**EXERCISE INSTRUCTIONS:** From the excerpt on financial regulators below, write out the passage between "In addition to" and "bank holding company.", inclusive, substituting "final regulation" for every "final rule".

In addition to continued discussions with the CFTC regarding Title VII harmonization, the Commission and staff have engaged with our fellow financial regulators to address other issues in our combined markets in a consistent manner. With respect to the Volcker Rule, the Commission, jointly with the other federal financial regulators, adopted a final rule to exclude community banks from the Volcker Rule, consistent with the Economic Growth, Regulatory Relief, and Consumer Protection Act.[45]  The final rule also permits a hedge fund or private equity fund, under certain circumstances, to share the same name or a variation of the same name with an investment adviser as long as the adviser is not an insured depository institution, a company that controls an insured depository institution, or a bank holding company.

**INFORMATION SHOWN:**

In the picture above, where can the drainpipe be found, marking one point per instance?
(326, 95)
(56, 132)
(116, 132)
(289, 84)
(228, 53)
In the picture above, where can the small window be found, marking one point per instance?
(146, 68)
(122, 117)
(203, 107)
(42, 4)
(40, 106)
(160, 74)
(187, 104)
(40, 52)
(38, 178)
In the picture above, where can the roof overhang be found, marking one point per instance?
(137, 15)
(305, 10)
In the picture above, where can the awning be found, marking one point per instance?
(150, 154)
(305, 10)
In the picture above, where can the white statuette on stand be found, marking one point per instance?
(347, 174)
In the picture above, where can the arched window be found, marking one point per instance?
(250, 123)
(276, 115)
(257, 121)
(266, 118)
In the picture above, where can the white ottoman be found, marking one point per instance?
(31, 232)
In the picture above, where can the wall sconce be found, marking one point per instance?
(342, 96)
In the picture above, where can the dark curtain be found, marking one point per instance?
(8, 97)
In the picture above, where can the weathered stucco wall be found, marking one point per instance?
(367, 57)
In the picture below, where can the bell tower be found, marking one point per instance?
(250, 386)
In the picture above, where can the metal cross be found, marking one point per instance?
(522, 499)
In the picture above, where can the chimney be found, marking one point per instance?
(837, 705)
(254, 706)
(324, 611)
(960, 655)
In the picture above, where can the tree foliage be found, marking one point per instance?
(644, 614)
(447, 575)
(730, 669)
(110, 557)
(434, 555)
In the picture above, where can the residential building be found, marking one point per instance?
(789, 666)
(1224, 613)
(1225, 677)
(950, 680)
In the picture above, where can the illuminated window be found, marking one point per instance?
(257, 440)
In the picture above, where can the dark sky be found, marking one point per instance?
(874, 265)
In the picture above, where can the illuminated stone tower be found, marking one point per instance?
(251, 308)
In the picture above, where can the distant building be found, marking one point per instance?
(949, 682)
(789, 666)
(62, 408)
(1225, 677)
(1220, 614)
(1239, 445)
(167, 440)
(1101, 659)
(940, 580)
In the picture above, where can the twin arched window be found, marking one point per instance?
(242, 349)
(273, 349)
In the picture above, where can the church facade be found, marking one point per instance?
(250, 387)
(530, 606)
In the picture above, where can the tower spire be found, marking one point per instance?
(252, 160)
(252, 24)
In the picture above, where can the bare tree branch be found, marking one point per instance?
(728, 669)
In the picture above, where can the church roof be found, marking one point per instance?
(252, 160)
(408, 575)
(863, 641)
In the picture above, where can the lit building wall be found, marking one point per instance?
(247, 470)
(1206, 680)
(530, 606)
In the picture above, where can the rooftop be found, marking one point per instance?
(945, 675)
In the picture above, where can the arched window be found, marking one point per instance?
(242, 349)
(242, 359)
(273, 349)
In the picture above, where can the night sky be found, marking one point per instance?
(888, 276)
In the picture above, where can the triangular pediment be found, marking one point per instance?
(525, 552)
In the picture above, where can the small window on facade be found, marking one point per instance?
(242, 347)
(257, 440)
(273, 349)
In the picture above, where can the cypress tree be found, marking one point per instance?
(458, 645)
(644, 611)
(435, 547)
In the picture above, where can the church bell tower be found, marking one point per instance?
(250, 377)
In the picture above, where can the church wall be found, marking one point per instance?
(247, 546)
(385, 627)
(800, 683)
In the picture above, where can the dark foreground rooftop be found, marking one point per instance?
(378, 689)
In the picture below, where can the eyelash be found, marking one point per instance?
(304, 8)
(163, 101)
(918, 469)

**RESPONSE TO THIS EXERCISE:**
In addition to continued discussions with the CFTC regarding Title VII harmonization, the Commission and staff have engaged with our fellow financial regulators to address other issues in our combined markets in a consistent manner. With respect to the Volcker Rule, the Commission, jointly with the other federal financial regulators, adopted a final regulation to exclude community banks from the Volcker Rule, consistent with the Economic Growth, Regulatory Relief, and Consumer Protection Act.[45]  The final regulation also permits a hedge fund or private equity fund, under certain circumstances, to share the same name or a variation of the same name with an investment adviser as long as the adviser is not an insured depository institution, a company that controls an insured depository institution, or a bank holding company.